SUPPLIED RECORDS below:

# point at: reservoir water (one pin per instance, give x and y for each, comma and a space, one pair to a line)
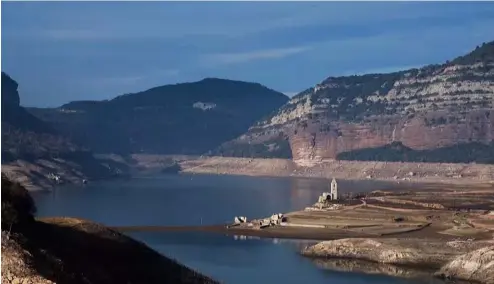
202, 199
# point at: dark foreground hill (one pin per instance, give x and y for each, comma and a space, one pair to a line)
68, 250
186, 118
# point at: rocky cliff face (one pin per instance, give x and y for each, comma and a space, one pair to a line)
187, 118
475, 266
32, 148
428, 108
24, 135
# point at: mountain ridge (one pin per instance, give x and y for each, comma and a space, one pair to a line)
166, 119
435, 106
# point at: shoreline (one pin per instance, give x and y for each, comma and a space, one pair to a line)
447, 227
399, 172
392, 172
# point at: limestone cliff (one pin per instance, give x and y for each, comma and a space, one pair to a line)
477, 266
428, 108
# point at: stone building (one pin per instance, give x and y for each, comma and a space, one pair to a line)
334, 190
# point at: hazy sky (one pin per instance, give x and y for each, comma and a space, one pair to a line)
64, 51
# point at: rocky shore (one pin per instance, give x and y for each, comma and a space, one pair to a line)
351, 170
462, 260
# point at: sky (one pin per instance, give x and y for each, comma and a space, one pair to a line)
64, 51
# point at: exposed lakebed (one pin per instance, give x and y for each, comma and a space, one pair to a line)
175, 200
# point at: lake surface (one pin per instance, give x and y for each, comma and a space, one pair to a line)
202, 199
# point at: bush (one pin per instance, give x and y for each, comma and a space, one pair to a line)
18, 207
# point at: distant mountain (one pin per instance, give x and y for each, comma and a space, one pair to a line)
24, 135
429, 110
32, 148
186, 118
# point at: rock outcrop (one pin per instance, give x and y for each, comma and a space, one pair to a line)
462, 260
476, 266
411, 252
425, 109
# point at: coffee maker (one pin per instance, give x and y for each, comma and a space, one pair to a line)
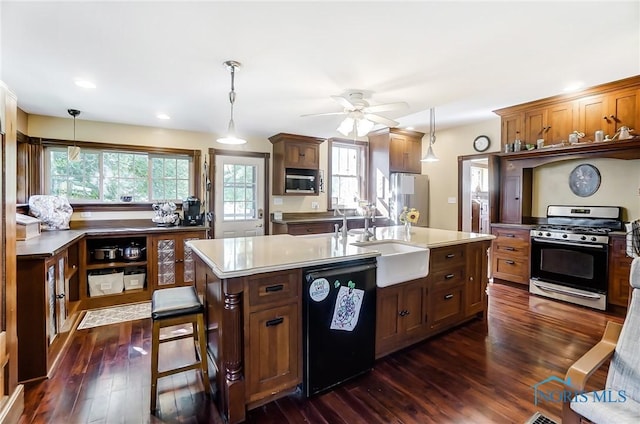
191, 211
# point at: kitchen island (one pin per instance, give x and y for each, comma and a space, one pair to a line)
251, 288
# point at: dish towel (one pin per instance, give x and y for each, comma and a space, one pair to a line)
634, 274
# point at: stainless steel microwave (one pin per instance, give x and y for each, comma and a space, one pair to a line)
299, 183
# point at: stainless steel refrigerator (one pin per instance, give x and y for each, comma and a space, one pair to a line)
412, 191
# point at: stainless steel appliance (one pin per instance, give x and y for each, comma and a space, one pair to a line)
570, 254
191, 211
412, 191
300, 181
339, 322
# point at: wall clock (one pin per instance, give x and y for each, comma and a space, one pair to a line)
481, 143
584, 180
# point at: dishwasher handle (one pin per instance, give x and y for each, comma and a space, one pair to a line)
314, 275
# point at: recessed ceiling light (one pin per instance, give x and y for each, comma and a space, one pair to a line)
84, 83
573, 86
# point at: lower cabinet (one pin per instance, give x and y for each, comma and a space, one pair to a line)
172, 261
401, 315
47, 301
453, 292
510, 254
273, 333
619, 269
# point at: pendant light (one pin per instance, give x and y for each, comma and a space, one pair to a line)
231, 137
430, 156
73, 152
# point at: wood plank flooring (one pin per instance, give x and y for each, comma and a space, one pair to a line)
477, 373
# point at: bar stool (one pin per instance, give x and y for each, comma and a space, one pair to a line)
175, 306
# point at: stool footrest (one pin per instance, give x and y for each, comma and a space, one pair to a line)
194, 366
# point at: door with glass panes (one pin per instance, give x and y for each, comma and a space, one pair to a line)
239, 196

End of SUPPLIED RECORDS.

ACTION ITEM -
Every line in the records is to be retyped exactly as it stands; the pictures stay out.

SOLUTION -
# point at: reservoir water (one pin per instance, give x and y for each, comma and a space, one pair to a line)
202, 199
# point at: dark foreground hill (one pin per instance, give x and y for each, comma and a space, one pair to a line)
68, 250
186, 118
# point at: rocky cliff face (one pin per instance, give x and y for each, comma and a space, one pair to a line)
187, 118
475, 266
32, 148
428, 108
24, 135
# point at: mountain ridge (one pin per instance, give x and y for each, comma and a space, one pair to a line)
166, 119
435, 106
# point at: shoreline (one pin per instance, give x and y for each, comma and a space, one pair to a line)
447, 227
399, 172
392, 172
# point at: limestone cliff (one pin per instance, give x and y for each, comma and a space, one pair to a line)
477, 266
428, 108
# point at: stone building (one pin per instance, give x and y for each, comma and a space, one pair to a line)
334, 190
# point at: hazy sky (one pin per instance, give x and y for each, comma and a space, one pair to a line)
64, 51
# point at: rocky shore (one pin per instance, give x and y for each, comma and a space, one pair to a line)
351, 170
462, 260
# point at: sky (one pin per instance, give x and y for each, comma and a space, one pair to a line)
64, 51
# point at: exposed lakebed (one pin per instance, give x and y for each, comma and a space, one pair to a line)
175, 200
# point at: lake surface (one pin per instance, give x and y for each, comma and a space, one pair to a line)
202, 199
# point at: bush (one pin per instance, give x and y for each, comma and a space, one pair to a line)
18, 207
# point at: distant mountain (one pin per instance, give x and y for each, comma and a space, one pair to a line)
24, 135
429, 110
32, 148
186, 118
# point at: rock outcrop (one pin per instance, give x and y for each, comma and a space, one pair to a line)
462, 260
476, 266
411, 252
425, 109
# point at: coffee maker (one pin per instance, give x and y for each, comma and a space, one pair to a line)
191, 211
# point at: kitchen island (one pin per instance, give x and y for each, comma and a space, one pair to a line)
251, 288
# point at: dish towel (one pin per instance, give x and y for each, comma and a space, one pair to a line)
634, 274
# point at: stainless steel microwave (one pin per instance, give x and y for each, comma and a space, one pair to a line)
299, 183
# point at: stainless steel refrigerator (one pin per instance, give x and y for each, comma and a space, one pair to a line)
412, 191
# point at: stainless steel appliance (one pin per instance, give x and y for each, comma and a space, one pair to a line)
570, 254
191, 211
412, 191
300, 181
339, 322
# point at: wall clock (one pin per instance, give x and y for each, comma and a space, one pair to a line)
481, 143
584, 180
# point at: dishwasher handle (one pin per instance, give x and y for each, comma and a space, one pair to a line)
314, 275
# point at: recessed ceiling light (one pin per instance, give x and y for each, comma and a space, one pair to a line)
84, 83
573, 86
# point at: lower cabinet (one pin per instance, give x and y for each, comma and a space, one pair to a line)
172, 261
401, 315
47, 301
453, 292
510, 254
273, 333
619, 269
# point at: pendant light (one pin per instance, give x and y for each, comma and a space, one pair to a line)
231, 137
430, 156
73, 152
# point at: wood plank flooring (one pin per instance, give x and y for each, comma and a space, one pair to a line)
477, 373
# point at: bar stool (one pin per instance, give x and y for each, comma and a space, one pair to a line)
175, 306
# point at: stool footrest (one pin per instance, give x and y for each, comma and a space, one pair to a line)
194, 366
# point at: door with glass panes (one pin per instance, give x and y for each, comma and a space, one pair to a line)
239, 196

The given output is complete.